Top of PASSAGE

- 27-ID: High Energy X-ray Diffraction (HEX)
- 28-ID-1: Pair Distribution Function (PDF)
- 28-ID-2: X-Ray Powder Diffraction (XPD)

=== Spectroscopy ===

- 6-BM: Beamline for Materials Measurement (BMM)
- 7-BM: Quick X-ray Absorption and Scattering (QAS)
- 7-ID-1: Spectroscopy Soft and Tender 1 (SST-1)
- 7-ID-2: Spectroscopy Soft and Tender 2 (SST-2)
- 8-BM: Tender Energy X-ray Absorption Spectroscopy (TES)
- 8-ID: Inner-Shell Spectroscopy (ISS)
- 23-ID-2: In situ and Operando Soft X-Ray Spectroscopy (IOS)

=== Imaging and microscopy ===
- 3-ID: Hard X-ray Nanoprobe (HXN)
- 5-ID: Submicron Resolution X-ray Spectroscopy (SRX)
- 9-ID: Coherent Diffractive Imaging (CDI)
- 18-ID: Full-Field X-ray Imaging (FXI)
- 26-ID-1: Advanced Nanoscale Imaging (ANI) (under development)
- 26-ID-2: Tender X-ray Nanoprobe (TXN) (under development)
- 29-ID-1: Soft X-ray Nanoprobe (SXN) (under construction)

=== Structural biology ===
- 16-ID: Life Science X-ray Scattering (LIX)
- 17-ID-1: Highly Automated Macromolecular Crystallography Beamline (AMX)

Bottom of PASSAGE

PROBLEM TO SOLVE: Shorten the "Imaging and microscopy" section of the beamline list to a list of each beamline's ID and abbreviation, and note any beamline that is not yet operating.

Top of SOURCE INFORMATION

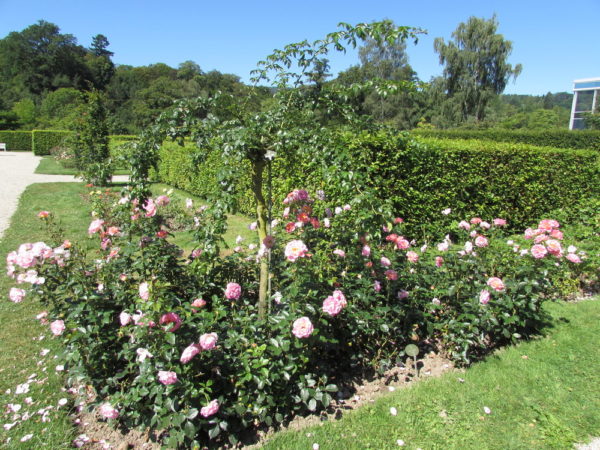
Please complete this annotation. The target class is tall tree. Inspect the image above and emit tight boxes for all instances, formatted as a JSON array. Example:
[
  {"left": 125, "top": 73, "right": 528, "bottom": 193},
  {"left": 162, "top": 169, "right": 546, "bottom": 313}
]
[{"left": 434, "top": 15, "right": 522, "bottom": 122}]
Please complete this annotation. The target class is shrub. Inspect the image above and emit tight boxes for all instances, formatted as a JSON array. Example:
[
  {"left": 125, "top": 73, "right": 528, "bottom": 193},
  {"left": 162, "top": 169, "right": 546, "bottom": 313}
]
[
  {"left": 412, "top": 129, "right": 600, "bottom": 150},
  {"left": 0, "top": 130, "right": 31, "bottom": 151},
  {"left": 31, "top": 130, "right": 72, "bottom": 156}
]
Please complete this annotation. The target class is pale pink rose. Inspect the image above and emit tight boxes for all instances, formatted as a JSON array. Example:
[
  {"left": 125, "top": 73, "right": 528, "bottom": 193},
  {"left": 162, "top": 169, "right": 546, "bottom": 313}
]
[
  {"left": 396, "top": 236, "right": 410, "bottom": 250},
  {"left": 332, "top": 289, "right": 348, "bottom": 307},
  {"left": 200, "top": 400, "right": 219, "bottom": 417},
  {"left": 8, "top": 288, "right": 25, "bottom": 303},
  {"left": 138, "top": 281, "right": 150, "bottom": 300},
  {"left": 531, "top": 244, "right": 548, "bottom": 259},
  {"left": 475, "top": 236, "right": 489, "bottom": 247},
  {"left": 406, "top": 252, "right": 419, "bottom": 263},
  {"left": 479, "top": 289, "right": 490, "bottom": 305},
  {"left": 200, "top": 333, "right": 219, "bottom": 350},
  {"left": 546, "top": 239, "right": 562, "bottom": 256},
  {"left": 144, "top": 198, "right": 156, "bottom": 217},
  {"left": 333, "top": 248, "right": 346, "bottom": 258},
  {"left": 88, "top": 219, "right": 104, "bottom": 234},
  {"left": 179, "top": 343, "right": 202, "bottom": 364},
  {"left": 99, "top": 403, "right": 119, "bottom": 419},
  {"left": 385, "top": 269, "right": 398, "bottom": 281},
  {"left": 284, "top": 240, "right": 308, "bottom": 262},
  {"left": 225, "top": 283, "right": 242, "bottom": 300},
  {"left": 156, "top": 195, "right": 171, "bottom": 206},
  {"left": 192, "top": 298, "right": 206, "bottom": 312},
  {"left": 487, "top": 277, "right": 504, "bottom": 292},
  {"left": 50, "top": 320, "right": 65, "bottom": 336},
  {"left": 158, "top": 312, "right": 182, "bottom": 333},
  {"left": 158, "top": 370, "right": 177, "bottom": 385},
  {"left": 292, "top": 317, "right": 314, "bottom": 339},
  {"left": 324, "top": 295, "right": 343, "bottom": 316},
  {"left": 379, "top": 256, "right": 392, "bottom": 267},
  {"left": 119, "top": 311, "right": 131, "bottom": 327}
]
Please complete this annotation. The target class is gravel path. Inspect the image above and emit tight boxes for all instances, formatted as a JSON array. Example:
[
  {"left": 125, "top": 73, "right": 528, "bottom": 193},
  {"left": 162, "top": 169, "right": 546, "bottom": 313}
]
[{"left": 0, "top": 151, "right": 127, "bottom": 238}]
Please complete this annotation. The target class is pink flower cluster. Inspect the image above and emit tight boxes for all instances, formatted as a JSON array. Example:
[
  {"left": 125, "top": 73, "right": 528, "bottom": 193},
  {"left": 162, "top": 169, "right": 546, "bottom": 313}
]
[{"left": 322, "top": 289, "right": 348, "bottom": 316}]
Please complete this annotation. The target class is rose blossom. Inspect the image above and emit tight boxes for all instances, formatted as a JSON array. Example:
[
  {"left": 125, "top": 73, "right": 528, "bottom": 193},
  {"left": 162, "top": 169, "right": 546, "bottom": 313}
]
[
  {"left": 479, "top": 289, "right": 490, "bottom": 305},
  {"left": 487, "top": 277, "right": 504, "bottom": 292},
  {"left": 292, "top": 317, "right": 314, "bottom": 339},
  {"left": 50, "top": 320, "right": 65, "bottom": 336},
  {"left": 406, "top": 251, "right": 419, "bottom": 263},
  {"left": 99, "top": 403, "right": 119, "bottom": 419},
  {"left": 179, "top": 343, "right": 202, "bottom": 364},
  {"left": 531, "top": 244, "right": 548, "bottom": 259},
  {"left": 323, "top": 295, "right": 342, "bottom": 316},
  {"left": 158, "top": 312, "right": 182, "bottom": 333},
  {"left": 8, "top": 288, "right": 25, "bottom": 303},
  {"left": 200, "top": 400, "right": 219, "bottom": 417},
  {"left": 200, "top": 333, "right": 218, "bottom": 350},
  {"left": 225, "top": 283, "right": 242, "bottom": 300},
  {"left": 138, "top": 281, "right": 150, "bottom": 300},
  {"left": 284, "top": 240, "right": 308, "bottom": 262},
  {"left": 475, "top": 236, "right": 489, "bottom": 247}
]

Bottom of SOURCE INFORMATION

TASK OUTPUT:
- 3-ID: HXN
- 5-ID: SRX
- 9-ID: CDI
- 18-ID: FXI
- 26-ID-1: ANI (under development)
- 26-ID-2: TXN (under development)
- 29-ID-1: SXN (under construction)